Given exercise >>
Show each line below that contains the word "plastic", copying every such line in full.

** BEGIN Dataset **

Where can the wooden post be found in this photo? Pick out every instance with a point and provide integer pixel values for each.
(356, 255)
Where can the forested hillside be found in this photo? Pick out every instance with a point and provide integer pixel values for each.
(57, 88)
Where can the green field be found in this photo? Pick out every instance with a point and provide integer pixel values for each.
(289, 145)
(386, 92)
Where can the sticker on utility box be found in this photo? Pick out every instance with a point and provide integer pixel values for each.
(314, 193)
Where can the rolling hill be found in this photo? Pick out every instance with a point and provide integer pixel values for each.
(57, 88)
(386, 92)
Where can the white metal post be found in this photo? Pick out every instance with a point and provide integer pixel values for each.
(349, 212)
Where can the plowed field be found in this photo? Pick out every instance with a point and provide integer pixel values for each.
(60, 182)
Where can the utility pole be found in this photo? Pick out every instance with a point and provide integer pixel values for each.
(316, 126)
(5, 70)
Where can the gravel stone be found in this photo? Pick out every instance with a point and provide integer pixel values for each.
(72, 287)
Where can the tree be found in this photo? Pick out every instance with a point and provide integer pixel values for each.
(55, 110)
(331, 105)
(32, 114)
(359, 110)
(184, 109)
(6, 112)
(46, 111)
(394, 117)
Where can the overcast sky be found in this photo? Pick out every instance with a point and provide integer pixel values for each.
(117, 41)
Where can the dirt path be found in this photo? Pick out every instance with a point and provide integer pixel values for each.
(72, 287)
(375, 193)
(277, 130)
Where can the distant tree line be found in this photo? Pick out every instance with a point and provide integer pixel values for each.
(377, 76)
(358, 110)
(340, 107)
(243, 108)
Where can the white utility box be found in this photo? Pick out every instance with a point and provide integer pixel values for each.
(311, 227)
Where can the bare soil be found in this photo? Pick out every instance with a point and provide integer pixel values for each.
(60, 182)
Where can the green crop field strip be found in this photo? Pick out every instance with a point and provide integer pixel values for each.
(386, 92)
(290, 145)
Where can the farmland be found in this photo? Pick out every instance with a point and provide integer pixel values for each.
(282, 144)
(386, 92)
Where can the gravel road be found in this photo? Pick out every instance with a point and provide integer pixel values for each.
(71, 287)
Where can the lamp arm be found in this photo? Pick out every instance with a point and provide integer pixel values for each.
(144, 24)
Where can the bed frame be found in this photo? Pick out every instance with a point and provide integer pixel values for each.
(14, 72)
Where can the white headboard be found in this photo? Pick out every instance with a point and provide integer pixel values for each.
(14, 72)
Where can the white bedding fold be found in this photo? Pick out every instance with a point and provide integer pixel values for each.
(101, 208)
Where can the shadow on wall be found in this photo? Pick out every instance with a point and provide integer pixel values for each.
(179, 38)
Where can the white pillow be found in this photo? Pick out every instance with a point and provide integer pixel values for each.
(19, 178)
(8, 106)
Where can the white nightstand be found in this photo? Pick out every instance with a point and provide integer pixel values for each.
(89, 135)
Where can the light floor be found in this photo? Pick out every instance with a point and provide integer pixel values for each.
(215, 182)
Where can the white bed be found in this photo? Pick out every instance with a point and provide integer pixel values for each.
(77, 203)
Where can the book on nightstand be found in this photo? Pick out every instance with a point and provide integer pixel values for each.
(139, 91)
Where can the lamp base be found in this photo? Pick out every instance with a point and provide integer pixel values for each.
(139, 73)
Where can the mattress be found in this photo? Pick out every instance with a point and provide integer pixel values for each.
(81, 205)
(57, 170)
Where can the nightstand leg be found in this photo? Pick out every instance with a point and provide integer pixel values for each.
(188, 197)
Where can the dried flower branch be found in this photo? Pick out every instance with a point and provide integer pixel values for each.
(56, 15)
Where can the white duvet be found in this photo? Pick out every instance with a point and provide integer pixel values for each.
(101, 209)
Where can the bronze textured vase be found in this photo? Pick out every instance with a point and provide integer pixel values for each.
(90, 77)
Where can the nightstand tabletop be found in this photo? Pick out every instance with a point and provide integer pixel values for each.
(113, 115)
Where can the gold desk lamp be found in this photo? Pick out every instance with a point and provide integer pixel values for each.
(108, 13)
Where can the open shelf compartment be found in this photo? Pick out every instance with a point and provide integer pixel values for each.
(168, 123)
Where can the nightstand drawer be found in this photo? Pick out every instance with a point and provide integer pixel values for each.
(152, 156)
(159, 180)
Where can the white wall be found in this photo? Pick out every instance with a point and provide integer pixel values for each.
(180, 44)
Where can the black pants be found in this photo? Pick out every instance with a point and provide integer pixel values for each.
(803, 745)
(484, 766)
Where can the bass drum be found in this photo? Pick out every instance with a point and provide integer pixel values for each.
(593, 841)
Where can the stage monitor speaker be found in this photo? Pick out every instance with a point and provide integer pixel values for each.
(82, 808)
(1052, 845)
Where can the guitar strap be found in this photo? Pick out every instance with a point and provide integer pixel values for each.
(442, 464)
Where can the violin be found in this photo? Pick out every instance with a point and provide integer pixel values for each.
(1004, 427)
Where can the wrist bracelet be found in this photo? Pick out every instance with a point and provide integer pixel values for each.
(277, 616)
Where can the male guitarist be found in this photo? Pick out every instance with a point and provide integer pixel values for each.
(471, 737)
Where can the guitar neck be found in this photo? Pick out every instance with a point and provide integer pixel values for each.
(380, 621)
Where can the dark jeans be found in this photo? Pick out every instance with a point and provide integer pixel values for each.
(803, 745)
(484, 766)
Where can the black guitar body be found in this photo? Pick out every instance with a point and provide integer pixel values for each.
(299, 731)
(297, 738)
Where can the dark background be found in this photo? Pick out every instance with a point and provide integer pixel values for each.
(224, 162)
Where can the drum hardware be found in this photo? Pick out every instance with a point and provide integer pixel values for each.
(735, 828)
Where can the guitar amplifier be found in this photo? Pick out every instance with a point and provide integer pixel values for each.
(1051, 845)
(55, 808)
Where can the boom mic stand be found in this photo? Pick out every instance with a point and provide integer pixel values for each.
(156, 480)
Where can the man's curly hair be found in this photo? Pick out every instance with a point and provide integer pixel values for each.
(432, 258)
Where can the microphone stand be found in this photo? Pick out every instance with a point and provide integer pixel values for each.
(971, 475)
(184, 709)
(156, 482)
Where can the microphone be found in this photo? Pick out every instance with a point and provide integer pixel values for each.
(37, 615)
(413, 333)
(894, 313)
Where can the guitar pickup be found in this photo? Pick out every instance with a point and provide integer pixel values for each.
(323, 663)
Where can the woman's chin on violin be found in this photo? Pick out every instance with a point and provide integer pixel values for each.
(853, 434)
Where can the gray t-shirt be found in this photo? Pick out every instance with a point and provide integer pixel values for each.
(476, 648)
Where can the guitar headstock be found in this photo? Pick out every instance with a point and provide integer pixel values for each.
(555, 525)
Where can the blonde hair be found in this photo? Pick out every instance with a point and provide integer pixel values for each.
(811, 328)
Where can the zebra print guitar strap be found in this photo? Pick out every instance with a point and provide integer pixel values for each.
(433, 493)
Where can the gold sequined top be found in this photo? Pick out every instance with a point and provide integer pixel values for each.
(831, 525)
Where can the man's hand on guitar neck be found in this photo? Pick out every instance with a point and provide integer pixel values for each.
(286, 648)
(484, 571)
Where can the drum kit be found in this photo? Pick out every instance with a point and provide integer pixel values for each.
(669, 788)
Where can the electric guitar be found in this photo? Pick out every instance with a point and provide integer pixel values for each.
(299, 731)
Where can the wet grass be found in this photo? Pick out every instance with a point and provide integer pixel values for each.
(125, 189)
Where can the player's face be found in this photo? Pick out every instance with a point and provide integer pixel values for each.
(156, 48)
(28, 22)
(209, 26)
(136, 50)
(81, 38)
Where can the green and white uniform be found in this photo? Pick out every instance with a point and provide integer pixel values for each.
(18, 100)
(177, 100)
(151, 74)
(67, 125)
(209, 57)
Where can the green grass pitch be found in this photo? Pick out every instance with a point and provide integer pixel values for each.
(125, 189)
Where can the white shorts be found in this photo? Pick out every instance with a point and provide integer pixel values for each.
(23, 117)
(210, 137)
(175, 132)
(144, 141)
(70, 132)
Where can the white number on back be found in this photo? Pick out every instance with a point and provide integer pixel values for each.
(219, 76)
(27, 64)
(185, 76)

** END Dataset **
** BEGIN Dataset **

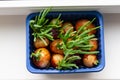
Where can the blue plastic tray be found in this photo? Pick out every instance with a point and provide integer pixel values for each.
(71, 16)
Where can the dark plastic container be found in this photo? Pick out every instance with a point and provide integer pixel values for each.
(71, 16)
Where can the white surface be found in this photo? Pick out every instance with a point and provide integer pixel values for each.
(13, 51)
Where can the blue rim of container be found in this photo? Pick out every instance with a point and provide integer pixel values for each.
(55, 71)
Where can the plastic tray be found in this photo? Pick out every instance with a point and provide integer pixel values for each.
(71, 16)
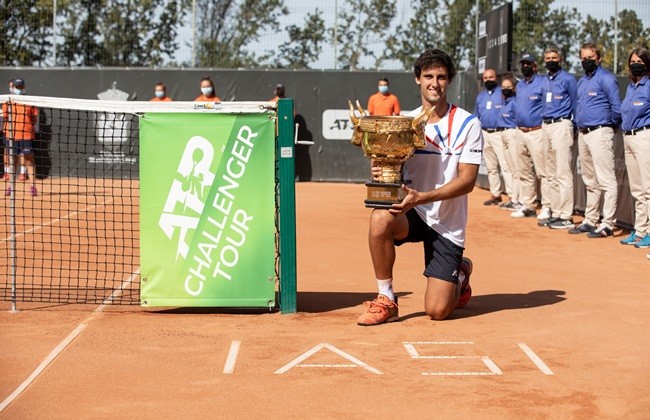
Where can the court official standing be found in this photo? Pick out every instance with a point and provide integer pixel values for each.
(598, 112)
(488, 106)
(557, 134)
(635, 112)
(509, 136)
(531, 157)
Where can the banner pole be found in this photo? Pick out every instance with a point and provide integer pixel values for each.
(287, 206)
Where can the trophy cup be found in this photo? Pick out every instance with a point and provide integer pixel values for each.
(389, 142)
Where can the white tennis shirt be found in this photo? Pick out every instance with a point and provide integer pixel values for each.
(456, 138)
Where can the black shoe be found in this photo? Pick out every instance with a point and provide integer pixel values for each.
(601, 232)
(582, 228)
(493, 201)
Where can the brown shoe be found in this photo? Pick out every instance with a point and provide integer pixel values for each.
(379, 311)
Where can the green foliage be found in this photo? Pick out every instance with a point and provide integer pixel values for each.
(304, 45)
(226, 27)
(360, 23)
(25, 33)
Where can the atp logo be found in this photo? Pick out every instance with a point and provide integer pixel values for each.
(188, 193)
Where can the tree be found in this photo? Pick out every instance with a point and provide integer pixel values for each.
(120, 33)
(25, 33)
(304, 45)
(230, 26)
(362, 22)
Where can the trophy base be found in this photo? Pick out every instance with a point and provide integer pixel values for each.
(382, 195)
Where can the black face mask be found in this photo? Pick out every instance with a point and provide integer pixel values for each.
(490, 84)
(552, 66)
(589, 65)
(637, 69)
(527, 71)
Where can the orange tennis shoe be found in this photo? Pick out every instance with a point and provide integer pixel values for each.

** END Dataset **
** BEGIN Dataset **

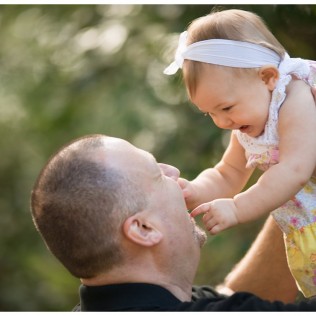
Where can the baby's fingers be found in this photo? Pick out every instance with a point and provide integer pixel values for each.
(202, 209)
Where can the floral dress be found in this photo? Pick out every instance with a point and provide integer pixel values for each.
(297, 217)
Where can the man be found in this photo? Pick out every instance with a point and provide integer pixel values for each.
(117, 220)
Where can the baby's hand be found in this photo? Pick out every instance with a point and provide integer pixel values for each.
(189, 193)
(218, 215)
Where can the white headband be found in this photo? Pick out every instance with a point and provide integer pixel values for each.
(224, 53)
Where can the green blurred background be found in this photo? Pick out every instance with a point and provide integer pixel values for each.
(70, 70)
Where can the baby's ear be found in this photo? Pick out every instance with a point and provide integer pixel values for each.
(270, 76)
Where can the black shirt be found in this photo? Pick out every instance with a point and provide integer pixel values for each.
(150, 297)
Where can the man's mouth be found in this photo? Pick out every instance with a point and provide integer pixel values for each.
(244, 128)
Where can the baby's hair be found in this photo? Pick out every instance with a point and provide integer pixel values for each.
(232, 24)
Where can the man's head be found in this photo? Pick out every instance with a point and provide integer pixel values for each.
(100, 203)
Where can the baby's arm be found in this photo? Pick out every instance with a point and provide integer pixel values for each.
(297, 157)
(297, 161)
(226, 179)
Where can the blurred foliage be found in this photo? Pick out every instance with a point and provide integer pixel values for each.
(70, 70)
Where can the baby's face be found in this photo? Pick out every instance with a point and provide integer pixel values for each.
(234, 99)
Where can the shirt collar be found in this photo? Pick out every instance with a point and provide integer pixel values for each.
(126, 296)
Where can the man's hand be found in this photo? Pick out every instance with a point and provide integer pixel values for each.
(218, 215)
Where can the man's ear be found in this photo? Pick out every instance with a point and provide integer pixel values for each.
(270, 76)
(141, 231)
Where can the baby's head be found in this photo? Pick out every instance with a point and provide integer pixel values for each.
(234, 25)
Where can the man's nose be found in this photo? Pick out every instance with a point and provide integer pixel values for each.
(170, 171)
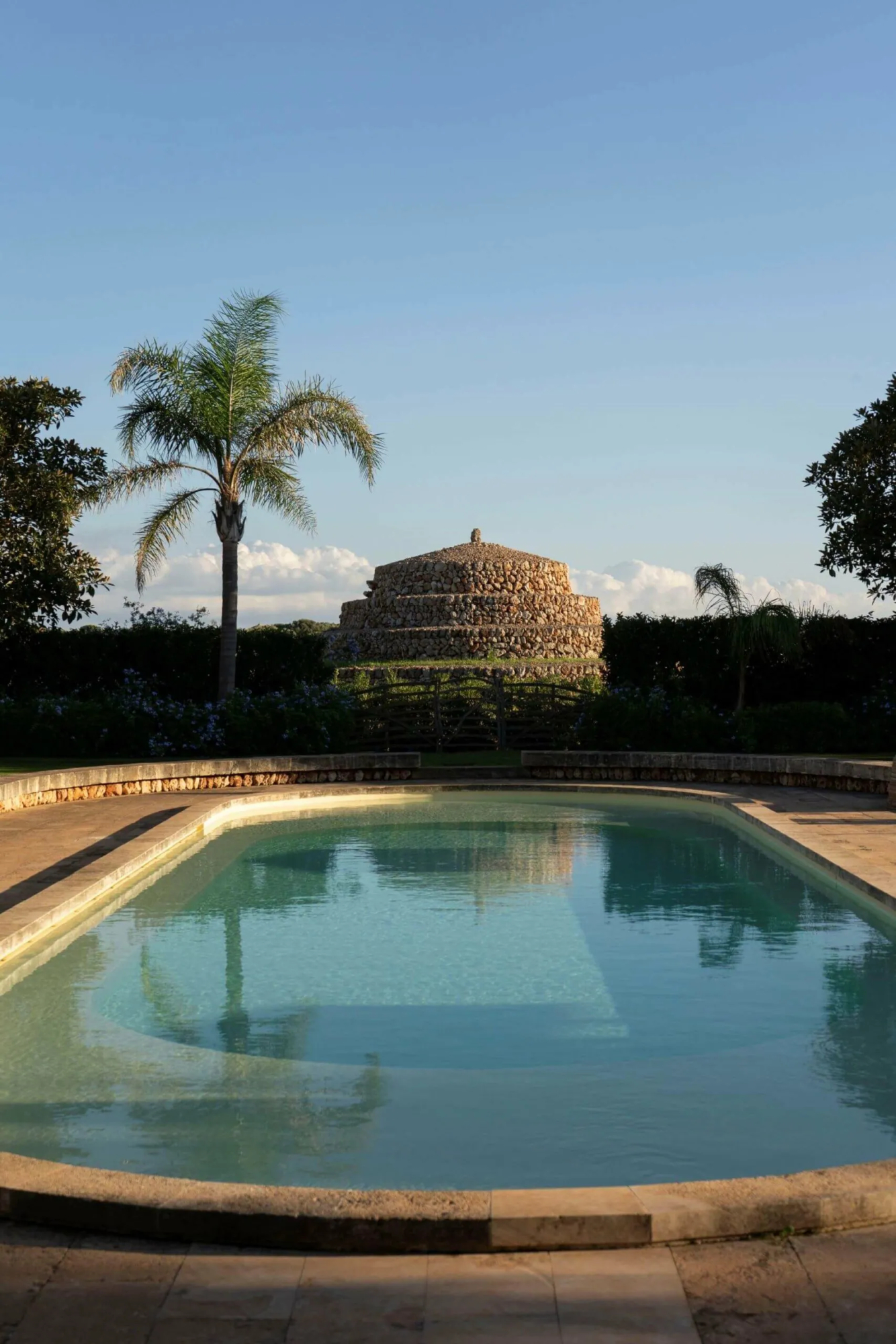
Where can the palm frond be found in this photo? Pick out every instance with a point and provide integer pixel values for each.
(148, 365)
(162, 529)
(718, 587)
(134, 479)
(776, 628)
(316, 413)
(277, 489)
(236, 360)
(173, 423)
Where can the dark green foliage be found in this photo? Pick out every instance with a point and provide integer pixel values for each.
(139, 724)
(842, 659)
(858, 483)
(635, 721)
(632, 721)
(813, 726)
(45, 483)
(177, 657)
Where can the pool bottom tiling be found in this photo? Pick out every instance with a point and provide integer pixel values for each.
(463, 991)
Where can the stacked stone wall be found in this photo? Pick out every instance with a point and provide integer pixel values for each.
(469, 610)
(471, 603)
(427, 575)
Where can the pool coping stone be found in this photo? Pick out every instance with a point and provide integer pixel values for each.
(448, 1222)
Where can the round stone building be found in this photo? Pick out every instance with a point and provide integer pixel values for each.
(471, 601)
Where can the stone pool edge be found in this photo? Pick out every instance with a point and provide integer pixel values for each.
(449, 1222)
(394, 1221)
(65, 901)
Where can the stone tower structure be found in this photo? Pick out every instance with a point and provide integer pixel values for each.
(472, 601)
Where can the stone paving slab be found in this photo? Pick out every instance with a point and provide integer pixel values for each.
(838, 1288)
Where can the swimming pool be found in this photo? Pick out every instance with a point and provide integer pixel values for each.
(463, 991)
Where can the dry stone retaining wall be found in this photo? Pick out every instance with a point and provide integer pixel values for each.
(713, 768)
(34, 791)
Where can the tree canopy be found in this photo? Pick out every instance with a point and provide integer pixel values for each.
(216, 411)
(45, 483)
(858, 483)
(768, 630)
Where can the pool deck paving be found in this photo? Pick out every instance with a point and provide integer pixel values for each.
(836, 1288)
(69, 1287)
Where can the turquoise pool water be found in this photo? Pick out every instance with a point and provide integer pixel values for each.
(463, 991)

** END Dataset **

Exercise output >>
Where can the blue plastic tray be found in this photo? Pick out every instance with a point and provide integer pixel values for each.
Where can the dark plastic container be found in this photo? Pick out every instance with a point and provide integer pixel values for each.
Where can the plastic tray be found in this photo? Pick out every instance with a point and provide integer pixel values for each.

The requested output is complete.